### [Records for this exercise]
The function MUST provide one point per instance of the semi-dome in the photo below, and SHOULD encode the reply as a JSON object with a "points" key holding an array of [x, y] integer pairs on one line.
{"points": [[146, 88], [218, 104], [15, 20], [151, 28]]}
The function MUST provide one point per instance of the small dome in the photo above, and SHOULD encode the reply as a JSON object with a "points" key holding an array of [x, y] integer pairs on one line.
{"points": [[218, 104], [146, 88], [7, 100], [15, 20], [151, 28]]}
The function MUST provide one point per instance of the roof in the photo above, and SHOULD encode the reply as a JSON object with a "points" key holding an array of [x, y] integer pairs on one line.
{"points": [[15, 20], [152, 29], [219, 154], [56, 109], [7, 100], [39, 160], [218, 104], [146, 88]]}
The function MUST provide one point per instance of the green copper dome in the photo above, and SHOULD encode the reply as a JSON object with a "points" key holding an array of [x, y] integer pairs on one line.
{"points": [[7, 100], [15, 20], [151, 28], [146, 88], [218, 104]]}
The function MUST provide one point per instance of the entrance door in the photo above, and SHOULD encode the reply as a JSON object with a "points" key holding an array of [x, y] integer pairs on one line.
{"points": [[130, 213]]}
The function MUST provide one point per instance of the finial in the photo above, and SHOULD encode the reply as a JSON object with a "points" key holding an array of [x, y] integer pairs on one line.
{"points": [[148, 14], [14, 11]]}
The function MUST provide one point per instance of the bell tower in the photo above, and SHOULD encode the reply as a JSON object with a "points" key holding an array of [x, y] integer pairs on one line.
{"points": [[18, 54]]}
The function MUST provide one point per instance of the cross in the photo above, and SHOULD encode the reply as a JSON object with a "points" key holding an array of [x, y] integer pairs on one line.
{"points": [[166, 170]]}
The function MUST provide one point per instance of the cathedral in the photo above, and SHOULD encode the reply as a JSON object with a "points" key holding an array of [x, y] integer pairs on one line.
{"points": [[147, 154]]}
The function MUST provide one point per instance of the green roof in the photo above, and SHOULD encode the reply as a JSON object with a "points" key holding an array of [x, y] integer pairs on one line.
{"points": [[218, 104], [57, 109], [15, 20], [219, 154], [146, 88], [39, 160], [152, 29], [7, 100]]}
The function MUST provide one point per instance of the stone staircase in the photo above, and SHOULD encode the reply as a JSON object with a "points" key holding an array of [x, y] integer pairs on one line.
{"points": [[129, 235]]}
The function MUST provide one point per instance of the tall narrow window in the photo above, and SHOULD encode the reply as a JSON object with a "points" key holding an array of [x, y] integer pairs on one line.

### [What you will do]
Give the entries again in full, exactly as they are written.

### [Answer]
The function MUST provide one point per instance of the semi-dome in the photo below, and SHOULD encode the reply as a JSON object with a "points" key holding an array of [x, y] integer pairs on one line.
{"points": [[146, 88], [218, 104], [15, 20], [151, 28]]}
The function MUST provide one point per instance of the small dome in the photo above, and SHOULD encode the reply as a JSON object with a "points" key holding an array of [x, y] integer pairs on one line.
{"points": [[218, 104], [146, 88], [7, 100], [15, 20], [151, 28]]}
The function MUST provide one point per instance of the roof in the photo above, and SHOULD encode the reply as a JSON object with a "points" key holding an array of [x, y] integer pairs on one line.
{"points": [[15, 20], [152, 29], [219, 154], [56, 109], [7, 100], [39, 160], [218, 104], [146, 88]]}
The function MUST provide one point per instance of the green copper dome in the photo above, and SHOULD encode the reply as a JSON object with a "points" key holding an array of [x, y] integer pairs on one line.
{"points": [[7, 100], [15, 20], [151, 28], [146, 88], [218, 104]]}
The function MUST provide one point per instance of the entrance door in the photo above, and SHOULD encode the reply as a JSON object with a "points" key holding an array of [x, y] integer pairs on one line.
{"points": [[130, 213]]}
The function MUST provide one point per instance of the finial in the photo above, and SHOULD encode the reply as a JSON object with a "points" key holding an array of [x, y] integer pairs on one line.
{"points": [[148, 14], [14, 11]]}
The function MUST provide one point per instance of the bell tower in the photo above, and SHOULD encode the reply as a JSON object with a "points" key holding an array of [x, y] integer pairs on one line.
{"points": [[18, 54]]}
The function MUST provide one point per instance of the cross in the photo above, and SHOULD encode the reply as a JSON object with a "points" key holding an array of [x, y] integer pairs on one line.
{"points": [[166, 170]]}
The function MUST provide one point per instance of the cathedral in the photo above, and SHOULD encode the reply as a JSON object with a "points" key holding an array of [x, y] integer pairs on one line.
{"points": [[147, 154]]}
The function MUST provide one point per instance of the green roof in the photo above, and SHOULD encode the reply as a JSON object with a "points" key holding an array of [x, y] integer pairs on one line.
{"points": [[218, 104], [57, 109], [15, 20], [219, 154], [146, 88], [39, 160], [152, 29], [7, 100]]}
The function MUST provide one point per instance of the stone staircase in the photo above, and SHOULD encode the reply as a JSON object with a "points" key holding an array of [x, y] integer pairs on one line.
{"points": [[129, 235]]}
The function MUST provide one point per instance of the tall narrow window in the photo above, and SHOULD encode the reply as a JSON object with a "points" key holding an array of [x, y] integer pairs on one line.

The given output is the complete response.